**Directions:** Can you recast the data below as a numbered list, starting at the line that contains "mottled brown plumage." and ending with the line that contains "86], [164, 99]]", leaving out blank lines?

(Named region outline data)

----

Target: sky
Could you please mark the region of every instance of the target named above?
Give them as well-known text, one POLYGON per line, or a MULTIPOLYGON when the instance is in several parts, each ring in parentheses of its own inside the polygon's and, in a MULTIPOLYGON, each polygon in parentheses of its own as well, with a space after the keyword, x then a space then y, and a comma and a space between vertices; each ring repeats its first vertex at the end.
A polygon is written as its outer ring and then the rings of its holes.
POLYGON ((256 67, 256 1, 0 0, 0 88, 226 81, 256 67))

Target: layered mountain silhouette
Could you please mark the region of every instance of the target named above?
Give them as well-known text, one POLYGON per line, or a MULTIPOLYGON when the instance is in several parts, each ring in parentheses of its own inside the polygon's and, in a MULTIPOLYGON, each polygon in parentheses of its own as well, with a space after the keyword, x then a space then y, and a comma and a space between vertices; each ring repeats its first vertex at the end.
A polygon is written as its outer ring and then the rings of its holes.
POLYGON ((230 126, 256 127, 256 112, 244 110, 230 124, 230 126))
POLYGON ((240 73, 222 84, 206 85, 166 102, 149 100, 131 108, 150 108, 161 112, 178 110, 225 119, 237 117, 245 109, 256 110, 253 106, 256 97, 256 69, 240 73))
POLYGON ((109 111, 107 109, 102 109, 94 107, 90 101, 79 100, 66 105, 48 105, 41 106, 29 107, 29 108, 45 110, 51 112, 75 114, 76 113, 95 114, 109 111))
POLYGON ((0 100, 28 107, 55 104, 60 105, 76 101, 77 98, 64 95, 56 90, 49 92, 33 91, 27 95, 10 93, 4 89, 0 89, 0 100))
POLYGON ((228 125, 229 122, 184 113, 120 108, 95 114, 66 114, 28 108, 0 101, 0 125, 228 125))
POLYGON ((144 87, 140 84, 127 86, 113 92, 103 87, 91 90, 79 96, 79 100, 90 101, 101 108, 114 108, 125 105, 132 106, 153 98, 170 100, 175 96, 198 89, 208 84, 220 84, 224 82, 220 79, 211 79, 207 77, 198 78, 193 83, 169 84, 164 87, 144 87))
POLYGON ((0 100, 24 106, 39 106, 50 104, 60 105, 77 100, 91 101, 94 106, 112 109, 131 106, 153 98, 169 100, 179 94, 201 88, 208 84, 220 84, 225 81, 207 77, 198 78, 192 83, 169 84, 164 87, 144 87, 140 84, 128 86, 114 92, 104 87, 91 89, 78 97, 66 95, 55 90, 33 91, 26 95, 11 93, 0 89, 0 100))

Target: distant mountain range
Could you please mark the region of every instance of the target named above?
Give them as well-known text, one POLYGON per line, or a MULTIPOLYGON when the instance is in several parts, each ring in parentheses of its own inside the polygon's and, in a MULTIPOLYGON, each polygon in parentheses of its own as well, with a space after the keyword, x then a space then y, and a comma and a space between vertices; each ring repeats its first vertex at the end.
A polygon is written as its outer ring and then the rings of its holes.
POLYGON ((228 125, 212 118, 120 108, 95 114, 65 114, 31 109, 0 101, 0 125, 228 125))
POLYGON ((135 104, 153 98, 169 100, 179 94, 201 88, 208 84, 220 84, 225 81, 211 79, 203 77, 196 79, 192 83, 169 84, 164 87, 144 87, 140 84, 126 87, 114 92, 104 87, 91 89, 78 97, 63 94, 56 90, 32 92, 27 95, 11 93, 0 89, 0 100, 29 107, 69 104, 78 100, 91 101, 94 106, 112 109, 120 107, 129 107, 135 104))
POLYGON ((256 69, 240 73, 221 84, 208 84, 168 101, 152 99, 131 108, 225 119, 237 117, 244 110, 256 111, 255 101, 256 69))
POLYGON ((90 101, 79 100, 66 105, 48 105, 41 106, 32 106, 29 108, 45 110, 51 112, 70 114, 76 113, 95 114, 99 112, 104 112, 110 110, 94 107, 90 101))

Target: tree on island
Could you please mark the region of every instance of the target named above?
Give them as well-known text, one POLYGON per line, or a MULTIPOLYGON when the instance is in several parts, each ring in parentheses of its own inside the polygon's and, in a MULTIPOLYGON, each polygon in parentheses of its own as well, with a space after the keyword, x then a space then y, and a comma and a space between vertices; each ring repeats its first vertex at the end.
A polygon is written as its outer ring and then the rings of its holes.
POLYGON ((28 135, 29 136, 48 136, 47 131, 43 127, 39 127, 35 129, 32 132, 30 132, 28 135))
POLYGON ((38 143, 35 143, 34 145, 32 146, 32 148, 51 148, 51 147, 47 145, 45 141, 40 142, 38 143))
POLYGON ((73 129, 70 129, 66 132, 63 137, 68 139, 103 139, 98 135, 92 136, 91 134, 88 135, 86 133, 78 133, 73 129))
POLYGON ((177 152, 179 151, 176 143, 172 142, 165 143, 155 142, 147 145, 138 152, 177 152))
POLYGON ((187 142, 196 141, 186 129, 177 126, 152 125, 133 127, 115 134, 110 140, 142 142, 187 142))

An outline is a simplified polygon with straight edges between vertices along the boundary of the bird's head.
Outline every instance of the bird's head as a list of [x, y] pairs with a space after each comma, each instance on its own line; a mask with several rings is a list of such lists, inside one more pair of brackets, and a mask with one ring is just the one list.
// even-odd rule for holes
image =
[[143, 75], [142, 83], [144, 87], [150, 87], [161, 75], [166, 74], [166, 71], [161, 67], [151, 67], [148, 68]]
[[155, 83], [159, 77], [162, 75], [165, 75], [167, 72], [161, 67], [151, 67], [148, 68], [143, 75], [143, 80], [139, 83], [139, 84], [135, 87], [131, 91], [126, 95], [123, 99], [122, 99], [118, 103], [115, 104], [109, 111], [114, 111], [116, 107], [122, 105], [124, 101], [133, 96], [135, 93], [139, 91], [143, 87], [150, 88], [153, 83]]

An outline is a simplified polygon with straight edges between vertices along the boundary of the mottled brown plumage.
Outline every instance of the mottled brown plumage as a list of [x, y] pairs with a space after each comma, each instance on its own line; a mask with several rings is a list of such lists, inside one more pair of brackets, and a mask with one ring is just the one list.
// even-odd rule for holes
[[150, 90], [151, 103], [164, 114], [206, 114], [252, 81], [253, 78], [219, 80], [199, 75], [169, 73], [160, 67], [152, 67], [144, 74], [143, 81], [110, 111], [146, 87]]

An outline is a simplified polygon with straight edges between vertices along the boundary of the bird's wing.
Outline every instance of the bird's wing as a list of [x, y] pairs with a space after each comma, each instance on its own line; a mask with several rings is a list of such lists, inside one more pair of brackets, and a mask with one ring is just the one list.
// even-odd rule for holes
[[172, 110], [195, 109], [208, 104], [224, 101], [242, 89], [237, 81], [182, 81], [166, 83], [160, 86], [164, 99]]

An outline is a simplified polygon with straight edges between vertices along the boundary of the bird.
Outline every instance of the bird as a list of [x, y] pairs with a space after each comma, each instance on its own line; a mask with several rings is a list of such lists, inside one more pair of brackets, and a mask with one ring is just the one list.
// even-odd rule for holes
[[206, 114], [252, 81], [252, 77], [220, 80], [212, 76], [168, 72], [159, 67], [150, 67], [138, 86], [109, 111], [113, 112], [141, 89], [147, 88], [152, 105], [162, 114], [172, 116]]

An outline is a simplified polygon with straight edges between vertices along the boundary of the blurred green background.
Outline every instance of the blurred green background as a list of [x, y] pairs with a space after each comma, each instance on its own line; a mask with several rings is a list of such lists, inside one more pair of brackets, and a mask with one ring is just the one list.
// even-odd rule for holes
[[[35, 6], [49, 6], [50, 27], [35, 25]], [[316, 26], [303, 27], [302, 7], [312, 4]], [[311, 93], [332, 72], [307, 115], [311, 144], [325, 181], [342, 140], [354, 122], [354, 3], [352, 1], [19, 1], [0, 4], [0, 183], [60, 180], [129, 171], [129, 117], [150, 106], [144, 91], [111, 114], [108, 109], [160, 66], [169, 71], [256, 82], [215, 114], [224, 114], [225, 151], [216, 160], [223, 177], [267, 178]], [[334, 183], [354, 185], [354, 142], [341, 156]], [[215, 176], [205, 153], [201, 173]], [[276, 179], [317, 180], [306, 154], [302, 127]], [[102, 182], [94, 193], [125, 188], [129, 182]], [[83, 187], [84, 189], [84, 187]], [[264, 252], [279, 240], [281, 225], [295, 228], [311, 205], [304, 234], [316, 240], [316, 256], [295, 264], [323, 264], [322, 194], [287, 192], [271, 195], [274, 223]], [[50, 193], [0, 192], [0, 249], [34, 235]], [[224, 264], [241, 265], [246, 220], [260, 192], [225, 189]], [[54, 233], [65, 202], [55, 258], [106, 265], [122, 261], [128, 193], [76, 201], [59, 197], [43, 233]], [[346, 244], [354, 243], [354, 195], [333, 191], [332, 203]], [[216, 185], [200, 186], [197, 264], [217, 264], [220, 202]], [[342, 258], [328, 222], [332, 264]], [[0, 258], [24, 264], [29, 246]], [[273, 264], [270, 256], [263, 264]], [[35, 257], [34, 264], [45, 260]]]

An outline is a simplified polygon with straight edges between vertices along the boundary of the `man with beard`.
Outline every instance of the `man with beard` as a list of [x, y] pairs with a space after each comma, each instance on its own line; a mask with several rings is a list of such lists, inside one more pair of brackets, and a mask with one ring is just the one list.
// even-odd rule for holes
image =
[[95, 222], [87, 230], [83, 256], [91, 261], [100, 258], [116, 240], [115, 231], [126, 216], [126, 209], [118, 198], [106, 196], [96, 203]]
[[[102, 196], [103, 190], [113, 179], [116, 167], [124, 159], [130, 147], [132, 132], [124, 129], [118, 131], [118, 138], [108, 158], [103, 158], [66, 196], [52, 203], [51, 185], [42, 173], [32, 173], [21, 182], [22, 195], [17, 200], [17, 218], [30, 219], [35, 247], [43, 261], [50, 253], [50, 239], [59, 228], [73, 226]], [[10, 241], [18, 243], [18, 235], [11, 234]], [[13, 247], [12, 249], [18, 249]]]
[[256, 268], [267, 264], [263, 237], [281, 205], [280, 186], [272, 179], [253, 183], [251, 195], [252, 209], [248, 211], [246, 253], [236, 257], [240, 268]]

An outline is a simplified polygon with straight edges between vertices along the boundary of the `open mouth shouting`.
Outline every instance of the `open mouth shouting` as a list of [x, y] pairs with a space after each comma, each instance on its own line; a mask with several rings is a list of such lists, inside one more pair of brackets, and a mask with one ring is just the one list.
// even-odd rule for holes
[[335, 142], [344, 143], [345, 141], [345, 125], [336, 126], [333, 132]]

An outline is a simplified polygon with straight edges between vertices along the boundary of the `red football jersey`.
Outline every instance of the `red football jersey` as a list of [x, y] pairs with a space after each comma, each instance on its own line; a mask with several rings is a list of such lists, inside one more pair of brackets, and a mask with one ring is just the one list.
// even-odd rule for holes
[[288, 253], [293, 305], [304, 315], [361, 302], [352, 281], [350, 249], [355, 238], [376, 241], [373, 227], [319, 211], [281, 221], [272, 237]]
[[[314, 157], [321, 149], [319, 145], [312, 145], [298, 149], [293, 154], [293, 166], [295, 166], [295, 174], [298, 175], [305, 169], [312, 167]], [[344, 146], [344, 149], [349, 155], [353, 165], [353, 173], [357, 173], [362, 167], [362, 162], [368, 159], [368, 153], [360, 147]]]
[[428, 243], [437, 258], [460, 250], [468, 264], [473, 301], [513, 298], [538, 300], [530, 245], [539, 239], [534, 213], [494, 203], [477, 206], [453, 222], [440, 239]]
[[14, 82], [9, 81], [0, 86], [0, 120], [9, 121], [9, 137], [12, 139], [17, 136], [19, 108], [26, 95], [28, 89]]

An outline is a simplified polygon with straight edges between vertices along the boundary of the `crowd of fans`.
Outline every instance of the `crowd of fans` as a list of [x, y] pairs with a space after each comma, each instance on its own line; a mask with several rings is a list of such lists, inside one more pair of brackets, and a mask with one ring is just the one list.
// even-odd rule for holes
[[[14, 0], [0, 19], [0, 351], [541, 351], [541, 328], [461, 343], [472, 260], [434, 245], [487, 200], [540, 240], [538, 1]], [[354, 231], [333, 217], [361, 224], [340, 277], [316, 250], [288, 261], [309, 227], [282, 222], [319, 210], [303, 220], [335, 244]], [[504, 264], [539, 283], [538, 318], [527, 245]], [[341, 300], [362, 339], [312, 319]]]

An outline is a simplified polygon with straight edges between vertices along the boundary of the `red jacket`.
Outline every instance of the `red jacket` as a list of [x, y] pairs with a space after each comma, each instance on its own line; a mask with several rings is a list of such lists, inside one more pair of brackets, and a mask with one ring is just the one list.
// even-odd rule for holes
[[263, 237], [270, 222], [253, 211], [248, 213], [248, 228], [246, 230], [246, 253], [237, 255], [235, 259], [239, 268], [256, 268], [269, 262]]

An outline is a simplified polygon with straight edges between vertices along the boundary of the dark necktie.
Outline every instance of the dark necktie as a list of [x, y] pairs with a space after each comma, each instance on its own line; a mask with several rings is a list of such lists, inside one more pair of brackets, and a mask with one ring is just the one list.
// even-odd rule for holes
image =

----

**Task response:**
1. An outline is a simplified polygon with straight edges between vertices along the boundary of the mottled brown plumage.
2. Outline every instance of the mottled brown plumage as a list of [x, y] pairs with a space after each comma, each instance on its own line; a mask with several rings is a list of such lists, inside one more pair of brackets, and a mask with one ring is just the one list.
3. // even-odd rule for holes
4. [[150, 90], [151, 103], [164, 114], [206, 114], [252, 81], [253, 78], [219, 80], [199, 75], [169, 73], [160, 67], [152, 67], [144, 74], [143, 81], [110, 111], [146, 87]]
5. An outline is a simplified polygon with straight edges between vertices along the boundary of the bird's wing.
6. Outline every instance of the bird's wing as a list of [x, y] pairs with a space after each comma, each instance on its own line; a mask with several rings is a list of such lists, inside one more pair of brackets, and a mask with one ring is just the one list.
7. // even-odd rule for holes
8. [[172, 110], [195, 109], [208, 104], [224, 101], [242, 89], [237, 81], [182, 81], [166, 83], [160, 86], [164, 99]]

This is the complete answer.